● **What to work on**: Pull out every line of the items that contains the word "wall", and treat uppercase and lowercase as different.

● **Raw records**:
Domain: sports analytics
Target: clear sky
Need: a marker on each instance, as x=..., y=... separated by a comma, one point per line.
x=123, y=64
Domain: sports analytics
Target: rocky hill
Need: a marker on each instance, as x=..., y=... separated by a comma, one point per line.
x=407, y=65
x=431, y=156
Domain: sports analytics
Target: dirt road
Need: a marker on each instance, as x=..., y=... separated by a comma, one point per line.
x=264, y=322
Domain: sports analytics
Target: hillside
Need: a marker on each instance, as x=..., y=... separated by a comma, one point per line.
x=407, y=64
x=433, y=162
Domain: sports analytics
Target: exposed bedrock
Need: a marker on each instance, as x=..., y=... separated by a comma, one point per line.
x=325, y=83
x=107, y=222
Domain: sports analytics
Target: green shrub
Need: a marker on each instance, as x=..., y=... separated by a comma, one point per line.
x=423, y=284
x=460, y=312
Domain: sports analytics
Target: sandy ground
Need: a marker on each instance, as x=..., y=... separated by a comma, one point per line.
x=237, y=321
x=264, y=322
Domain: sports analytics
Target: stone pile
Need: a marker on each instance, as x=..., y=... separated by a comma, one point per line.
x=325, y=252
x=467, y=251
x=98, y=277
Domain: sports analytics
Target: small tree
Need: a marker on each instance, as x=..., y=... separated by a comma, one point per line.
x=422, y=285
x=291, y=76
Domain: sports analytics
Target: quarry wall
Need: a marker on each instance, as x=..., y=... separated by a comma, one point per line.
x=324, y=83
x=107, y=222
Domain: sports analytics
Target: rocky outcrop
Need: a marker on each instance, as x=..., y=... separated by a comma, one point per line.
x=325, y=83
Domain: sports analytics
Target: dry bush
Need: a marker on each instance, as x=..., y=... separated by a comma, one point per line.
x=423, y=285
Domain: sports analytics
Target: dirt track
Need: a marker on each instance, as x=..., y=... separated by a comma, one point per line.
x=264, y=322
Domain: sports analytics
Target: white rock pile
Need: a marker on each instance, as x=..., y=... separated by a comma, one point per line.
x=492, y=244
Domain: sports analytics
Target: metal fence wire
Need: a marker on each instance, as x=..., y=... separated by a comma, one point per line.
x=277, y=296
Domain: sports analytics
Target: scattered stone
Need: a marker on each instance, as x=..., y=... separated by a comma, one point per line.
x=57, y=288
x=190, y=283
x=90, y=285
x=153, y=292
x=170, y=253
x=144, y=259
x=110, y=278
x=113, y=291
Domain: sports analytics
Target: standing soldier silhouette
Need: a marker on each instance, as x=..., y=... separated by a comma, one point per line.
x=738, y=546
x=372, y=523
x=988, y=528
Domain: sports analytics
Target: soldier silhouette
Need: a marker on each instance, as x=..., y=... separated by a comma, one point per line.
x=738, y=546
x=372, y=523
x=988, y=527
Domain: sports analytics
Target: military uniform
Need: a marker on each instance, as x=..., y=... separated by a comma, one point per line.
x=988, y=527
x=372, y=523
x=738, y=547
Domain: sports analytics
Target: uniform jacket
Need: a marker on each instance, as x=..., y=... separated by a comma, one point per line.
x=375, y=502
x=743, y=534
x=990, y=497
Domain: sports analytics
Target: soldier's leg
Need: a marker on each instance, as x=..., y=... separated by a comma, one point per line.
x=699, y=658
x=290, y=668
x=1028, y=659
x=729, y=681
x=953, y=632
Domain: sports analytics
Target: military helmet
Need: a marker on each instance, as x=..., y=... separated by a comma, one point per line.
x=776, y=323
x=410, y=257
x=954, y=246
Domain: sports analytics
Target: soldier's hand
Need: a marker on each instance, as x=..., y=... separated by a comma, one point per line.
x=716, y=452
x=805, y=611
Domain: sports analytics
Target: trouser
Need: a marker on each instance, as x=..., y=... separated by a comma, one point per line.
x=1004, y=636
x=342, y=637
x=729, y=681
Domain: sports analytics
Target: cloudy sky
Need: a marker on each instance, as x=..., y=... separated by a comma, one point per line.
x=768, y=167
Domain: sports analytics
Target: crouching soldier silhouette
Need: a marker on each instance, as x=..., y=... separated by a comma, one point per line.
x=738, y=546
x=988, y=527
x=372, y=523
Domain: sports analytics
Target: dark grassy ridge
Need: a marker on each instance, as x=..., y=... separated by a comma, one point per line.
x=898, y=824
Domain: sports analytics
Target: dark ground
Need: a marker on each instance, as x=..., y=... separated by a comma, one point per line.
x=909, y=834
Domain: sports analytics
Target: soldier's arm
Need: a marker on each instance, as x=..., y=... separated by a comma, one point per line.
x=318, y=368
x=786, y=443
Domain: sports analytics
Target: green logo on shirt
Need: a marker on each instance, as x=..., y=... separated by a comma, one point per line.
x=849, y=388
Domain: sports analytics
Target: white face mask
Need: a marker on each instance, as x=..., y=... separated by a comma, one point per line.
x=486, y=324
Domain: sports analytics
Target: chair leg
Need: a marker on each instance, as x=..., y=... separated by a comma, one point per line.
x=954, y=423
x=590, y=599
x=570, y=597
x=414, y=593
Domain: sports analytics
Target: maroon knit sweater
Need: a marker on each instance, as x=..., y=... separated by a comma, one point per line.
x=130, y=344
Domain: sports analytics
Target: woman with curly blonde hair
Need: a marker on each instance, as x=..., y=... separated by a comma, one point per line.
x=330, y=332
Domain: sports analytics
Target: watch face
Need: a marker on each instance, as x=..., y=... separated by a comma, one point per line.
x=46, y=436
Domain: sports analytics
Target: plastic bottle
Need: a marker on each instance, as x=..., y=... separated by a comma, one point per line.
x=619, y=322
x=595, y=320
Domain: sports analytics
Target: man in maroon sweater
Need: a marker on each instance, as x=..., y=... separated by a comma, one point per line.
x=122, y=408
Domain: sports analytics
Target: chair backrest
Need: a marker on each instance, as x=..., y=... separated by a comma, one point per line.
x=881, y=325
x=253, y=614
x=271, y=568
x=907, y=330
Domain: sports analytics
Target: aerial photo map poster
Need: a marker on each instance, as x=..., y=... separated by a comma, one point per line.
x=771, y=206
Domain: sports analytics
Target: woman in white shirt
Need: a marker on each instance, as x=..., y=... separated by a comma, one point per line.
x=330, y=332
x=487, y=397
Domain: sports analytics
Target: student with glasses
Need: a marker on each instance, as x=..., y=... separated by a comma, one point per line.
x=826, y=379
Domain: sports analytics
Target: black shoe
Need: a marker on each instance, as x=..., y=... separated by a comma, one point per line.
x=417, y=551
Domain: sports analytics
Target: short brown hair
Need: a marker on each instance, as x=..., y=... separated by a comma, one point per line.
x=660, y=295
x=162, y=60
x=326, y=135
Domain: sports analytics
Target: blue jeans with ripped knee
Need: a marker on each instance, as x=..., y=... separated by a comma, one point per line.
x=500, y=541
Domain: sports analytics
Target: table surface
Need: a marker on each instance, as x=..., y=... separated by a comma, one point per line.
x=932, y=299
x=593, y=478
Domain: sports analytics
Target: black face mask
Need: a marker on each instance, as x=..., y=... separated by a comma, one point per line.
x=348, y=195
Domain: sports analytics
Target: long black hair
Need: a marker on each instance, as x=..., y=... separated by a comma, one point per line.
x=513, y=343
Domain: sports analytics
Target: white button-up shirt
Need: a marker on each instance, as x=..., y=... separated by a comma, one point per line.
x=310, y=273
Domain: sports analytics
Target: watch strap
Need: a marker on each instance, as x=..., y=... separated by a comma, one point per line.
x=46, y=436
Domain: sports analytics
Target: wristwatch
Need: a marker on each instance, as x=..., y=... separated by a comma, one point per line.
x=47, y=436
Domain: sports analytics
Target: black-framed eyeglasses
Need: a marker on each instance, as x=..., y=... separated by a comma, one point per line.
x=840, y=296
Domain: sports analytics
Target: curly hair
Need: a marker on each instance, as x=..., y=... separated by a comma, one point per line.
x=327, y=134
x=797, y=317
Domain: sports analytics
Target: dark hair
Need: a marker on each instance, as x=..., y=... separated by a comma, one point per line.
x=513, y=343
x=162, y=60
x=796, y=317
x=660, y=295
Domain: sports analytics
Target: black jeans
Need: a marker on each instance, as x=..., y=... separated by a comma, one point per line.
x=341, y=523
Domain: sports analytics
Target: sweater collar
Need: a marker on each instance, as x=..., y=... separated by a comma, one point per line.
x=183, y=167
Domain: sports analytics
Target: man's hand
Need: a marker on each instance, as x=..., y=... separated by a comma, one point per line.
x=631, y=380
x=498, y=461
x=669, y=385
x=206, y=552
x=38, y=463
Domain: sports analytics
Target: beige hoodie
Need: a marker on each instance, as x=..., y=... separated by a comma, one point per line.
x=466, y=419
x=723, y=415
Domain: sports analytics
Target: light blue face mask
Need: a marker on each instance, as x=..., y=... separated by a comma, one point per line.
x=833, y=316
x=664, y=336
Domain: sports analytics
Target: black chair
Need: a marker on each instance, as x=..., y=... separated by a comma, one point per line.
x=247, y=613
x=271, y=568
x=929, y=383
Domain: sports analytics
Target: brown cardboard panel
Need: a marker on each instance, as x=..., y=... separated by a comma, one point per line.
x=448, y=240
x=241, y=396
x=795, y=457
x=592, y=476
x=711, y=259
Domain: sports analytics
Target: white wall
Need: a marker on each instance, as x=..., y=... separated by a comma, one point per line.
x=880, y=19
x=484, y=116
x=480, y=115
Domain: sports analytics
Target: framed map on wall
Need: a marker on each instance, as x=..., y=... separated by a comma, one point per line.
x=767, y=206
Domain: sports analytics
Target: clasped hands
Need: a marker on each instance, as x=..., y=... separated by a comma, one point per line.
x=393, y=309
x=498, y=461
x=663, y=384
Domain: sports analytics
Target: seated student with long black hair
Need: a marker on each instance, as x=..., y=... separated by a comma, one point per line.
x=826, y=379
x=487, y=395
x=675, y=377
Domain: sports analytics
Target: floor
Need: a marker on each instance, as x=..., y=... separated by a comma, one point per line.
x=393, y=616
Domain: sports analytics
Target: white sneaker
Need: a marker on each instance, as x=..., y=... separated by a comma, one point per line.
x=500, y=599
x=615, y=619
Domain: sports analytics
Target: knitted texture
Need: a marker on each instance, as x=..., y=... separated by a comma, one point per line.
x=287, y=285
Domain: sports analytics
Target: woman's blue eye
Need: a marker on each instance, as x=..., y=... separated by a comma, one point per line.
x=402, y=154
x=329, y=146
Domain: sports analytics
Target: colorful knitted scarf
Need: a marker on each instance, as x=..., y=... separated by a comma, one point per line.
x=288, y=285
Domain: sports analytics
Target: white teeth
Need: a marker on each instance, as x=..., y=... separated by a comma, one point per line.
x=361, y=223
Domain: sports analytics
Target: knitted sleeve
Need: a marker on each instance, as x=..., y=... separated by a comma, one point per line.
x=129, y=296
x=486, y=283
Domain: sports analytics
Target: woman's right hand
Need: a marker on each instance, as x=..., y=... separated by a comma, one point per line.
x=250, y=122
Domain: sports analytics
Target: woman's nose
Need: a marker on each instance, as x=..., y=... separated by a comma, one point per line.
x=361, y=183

● **Problem solution**:
Target: quarry wall
Target: white wall
Target: framed map on wall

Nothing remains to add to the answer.